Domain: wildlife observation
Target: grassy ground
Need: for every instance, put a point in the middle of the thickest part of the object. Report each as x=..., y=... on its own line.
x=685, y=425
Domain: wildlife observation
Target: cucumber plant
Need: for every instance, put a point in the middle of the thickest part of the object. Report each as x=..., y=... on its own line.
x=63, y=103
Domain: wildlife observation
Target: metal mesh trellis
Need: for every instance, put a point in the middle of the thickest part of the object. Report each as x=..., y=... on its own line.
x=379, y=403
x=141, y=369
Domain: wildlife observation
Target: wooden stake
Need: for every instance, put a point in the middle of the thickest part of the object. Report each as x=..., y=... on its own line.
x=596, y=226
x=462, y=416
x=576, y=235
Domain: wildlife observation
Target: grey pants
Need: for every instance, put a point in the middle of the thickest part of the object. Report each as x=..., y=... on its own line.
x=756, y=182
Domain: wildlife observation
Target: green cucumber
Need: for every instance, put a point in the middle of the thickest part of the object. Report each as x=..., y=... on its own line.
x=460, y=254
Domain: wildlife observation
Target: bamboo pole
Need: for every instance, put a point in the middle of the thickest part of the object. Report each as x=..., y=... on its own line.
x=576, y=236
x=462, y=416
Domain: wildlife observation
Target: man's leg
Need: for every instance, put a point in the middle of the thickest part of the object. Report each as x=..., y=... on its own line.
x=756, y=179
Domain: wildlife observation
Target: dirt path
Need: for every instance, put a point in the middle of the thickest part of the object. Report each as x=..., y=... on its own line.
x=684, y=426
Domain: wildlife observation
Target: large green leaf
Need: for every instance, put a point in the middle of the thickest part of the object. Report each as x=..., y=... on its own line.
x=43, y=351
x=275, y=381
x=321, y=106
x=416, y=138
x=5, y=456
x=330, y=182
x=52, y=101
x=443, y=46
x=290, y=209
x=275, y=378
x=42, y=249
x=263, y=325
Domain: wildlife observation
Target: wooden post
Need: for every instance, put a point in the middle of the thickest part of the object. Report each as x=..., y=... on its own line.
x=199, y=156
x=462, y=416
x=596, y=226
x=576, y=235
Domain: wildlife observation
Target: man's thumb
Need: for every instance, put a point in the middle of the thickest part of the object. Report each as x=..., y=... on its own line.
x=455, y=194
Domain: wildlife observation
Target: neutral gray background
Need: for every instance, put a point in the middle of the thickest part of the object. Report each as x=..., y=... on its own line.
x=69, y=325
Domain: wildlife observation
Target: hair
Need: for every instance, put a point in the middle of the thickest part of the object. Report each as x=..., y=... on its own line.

> **What is needed**
The lines above from the one containing "Target: bamboo pole" through the one containing "Target: man's leg" are to be set down exactly, and no others.

> **Response to the task**
Target: bamboo pole
Need: for every instance, put a point in the middle of the thickest part of the object. Report each as x=..., y=... on its own line.
x=576, y=236
x=462, y=416
Domain: wildlife observation
Target: man's leg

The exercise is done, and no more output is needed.